Извлечённые строки →
────────────────────
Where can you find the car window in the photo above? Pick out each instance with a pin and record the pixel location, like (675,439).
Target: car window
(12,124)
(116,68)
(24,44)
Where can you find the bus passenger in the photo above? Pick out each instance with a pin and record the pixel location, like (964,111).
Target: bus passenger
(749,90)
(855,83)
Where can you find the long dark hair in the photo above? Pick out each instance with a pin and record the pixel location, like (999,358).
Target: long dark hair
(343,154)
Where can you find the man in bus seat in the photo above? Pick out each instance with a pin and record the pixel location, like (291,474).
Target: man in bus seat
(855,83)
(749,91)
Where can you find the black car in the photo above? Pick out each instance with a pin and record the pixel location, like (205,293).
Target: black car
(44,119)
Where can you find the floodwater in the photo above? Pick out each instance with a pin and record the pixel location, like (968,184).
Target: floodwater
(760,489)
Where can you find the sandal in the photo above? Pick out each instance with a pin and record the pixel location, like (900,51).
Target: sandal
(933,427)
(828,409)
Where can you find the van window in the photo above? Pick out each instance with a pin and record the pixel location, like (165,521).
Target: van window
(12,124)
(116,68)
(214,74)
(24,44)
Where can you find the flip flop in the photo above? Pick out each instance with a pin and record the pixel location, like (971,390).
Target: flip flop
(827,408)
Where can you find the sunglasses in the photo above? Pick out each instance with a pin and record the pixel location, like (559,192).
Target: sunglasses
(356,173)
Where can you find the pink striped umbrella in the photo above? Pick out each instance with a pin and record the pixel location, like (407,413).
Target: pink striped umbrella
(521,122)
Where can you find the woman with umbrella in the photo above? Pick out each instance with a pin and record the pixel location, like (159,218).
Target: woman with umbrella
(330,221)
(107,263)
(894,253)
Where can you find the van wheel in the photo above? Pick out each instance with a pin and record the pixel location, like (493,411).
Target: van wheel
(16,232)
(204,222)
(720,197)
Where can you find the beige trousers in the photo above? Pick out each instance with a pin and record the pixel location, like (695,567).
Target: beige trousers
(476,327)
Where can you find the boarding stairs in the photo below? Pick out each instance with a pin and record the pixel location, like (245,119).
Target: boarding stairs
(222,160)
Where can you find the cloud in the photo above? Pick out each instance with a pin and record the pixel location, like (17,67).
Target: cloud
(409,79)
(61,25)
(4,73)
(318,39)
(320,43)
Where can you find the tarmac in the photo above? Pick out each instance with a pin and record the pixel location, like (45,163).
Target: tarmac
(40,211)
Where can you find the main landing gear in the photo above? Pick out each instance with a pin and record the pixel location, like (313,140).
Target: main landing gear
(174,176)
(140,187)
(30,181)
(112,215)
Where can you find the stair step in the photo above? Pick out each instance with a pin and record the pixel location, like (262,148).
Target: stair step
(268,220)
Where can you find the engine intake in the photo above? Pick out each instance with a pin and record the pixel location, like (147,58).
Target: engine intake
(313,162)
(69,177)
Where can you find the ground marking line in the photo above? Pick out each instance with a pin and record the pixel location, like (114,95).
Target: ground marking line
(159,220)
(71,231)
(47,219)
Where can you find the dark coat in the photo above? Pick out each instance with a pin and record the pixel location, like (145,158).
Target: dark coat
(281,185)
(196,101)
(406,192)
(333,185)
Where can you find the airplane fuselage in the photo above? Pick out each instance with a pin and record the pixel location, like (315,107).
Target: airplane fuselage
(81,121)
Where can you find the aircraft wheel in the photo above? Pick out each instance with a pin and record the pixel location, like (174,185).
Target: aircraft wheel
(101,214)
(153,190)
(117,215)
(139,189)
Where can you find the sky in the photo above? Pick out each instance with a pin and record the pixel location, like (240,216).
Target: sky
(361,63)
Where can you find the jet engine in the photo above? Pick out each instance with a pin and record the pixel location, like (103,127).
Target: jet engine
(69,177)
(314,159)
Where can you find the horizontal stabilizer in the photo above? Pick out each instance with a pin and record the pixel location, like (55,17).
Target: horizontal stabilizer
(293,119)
────────────────────
Суть задания → Преобразуйте все строки выше в нумерованный список, опустив пустые строки.

Решённое задание →
1. Where can you find the car window in the photo above? Pick out each instance with a pin and record the pixel location, like (675,439).
2. Target: car window
3. (12,124)
4. (116,68)
5. (24,44)
6. Where can you find the bus passenger in the photo above? Pick out each instance with a pin and record the pixel location, like (964,111).
7. Target: bus passenger
8. (749,90)
9. (855,83)
10. Where can you find the long dark hair in the photo above? Pick out each instance with a pin and record the pixel location, like (999,358).
11. Target: long dark hair
12. (343,154)
13. Where can you find the man in bus seat in the photo above? Pick out each instance with a pin and record the pixel location, like (291,474).
14. Target: man in bus seat
15. (855,83)
16. (749,91)
17. Where can you find the black car in the photo above? Pick out each instance with a pin and record the pixel location, like (205,293).
18. Target: black car
19. (44,119)
20. Where can you find the floodwater in the photo above? Pick out each instance with a pin and record the pixel location, like (968,184).
21. Target: floodwater
22. (760,489)
23. Where can you find the sandal in the photo above? Pick out each instance with a pin and record the pixel location, like (900,51).
24. Target: sandal
25. (933,427)
26. (828,409)
27. Where can you find the van window in the photo above? Pick out each instance with a pin and record the pixel location, like (165,521).
28. Target: van window
29. (12,124)
30. (116,68)
31. (214,74)
32. (24,44)
33. Where can you find the flip flop in the photo above? Pick out each instance with a pin and record the pixel location, like (971,390).
34. Target: flip flop
35. (827,408)
36. Where can you find the sunglasses in the photo above? Pick out each instance with a pin and record the pixel location, like (559,192).
37. Target: sunglasses
38. (356,173)
39. Where can you find the pink striped umbrella in the photo above? Pick out each instance with a pin and record the pixel location, like (407,413).
40. Target: pink striped umbrella
41. (521,122)
42. Where can you find the woman with umbrella in the photo above? Pick out each instance with a pin and record the pixel location, like (159,218).
43. Target: woman with umbrella
44. (330,221)
45. (107,263)
46. (894,253)
47. Where can you find the van wheel in the photo above? Pick out each instance with a pin and record the pixel location, like (493,411).
48. Target: van wheel
49. (16,232)
50. (204,222)
51. (720,197)
52. Where can you find the beige trousers in the photo above? Pick out each instance with a pin and record the pixel location, like (695,567).
53. Target: beige trousers
54. (476,327)
55. Where can you find the boarding stairs in the photo below? Pick out each instance with a pin and record the pixel location, like (245,119).
56. Target: boarding stairs
57. (222,160)
58. Where can you find the cloud in the photo above? Pick out each instance with a pin and record the pixel location, like (17,67).
59. Target: cloud
60. (409,79)
61. (61,25)
62. (4,73)
63. (318,39)
64. (320,43)
65. Where can you find the tarmac in the photo above? Pick out each instance with a pin and record the pixel location, like (45,163).
66. Target: tarmac
67. (40,211)
68. Where can you find the main landing gear in the photo above? Pick out each instance with a pin and record the pixel location, like (313,140).
69. Target: main landing gear
70. (174,176)
71. (140,187)
72. (30,181)
73. (112,215)
74. Where can you find the stair step in the photo above? Pick out each instance with a pin and record the pixel location, like (262,148).
75. Target: stair step
76. (268,220)
77. Where can you find the engine intake in the photo above? Pick out each instance with a pin and record the pixel location, like (147,58).
78. Target: engine intake
79. (313,162)
80. (69,177)
81. Where can you find the ground marking line in the photo above? Pick out each instance with a pin and record the pixel location, like (114,95).
82. Target: ground marking line
83. (159,220)
84. (71,231)
85. (47,219)
86. Where can you find the dark coat in the photo above? Pick out each instance with a pin and record the pixel location, like (145,158).
87. Target: dark coat
88. (281,185)
89. (196,101)
90. (406,192)
91. (333,185)
92. Where can you find the airplane fuselage in the photo above? Pick out each instance with a pin and record the pixel location, like (315,107).
93. Target: airplane fuselage
94. (81,121)
95. Where can you find the aircraft wheel in the photo above? Pick out each instance with a pin and record the pixel location, like (174,185).
96. Target: aircraft wheel
97. (101,214)
98. (153,190)
99. (117,215)
100. (139,189)
101. Where can you find the sky in the photo above? Pick out each instance with a pin and record the pixel location, like (240,216).
102. Target: sky
103. (361,63)
104. Where can you find the jet engine in the photo above? Pick out each instance with a pin and record the pixel location, like (103,127).
105. Target: jet engine
106. (69,177)
107. (314,159)
108. Where can you find the horizontal stabilizer in the photo above? Pick out each instance with a pin and record the pixel location, like (55,17).
109. Target: horizontal stabilizer
110. (293,119)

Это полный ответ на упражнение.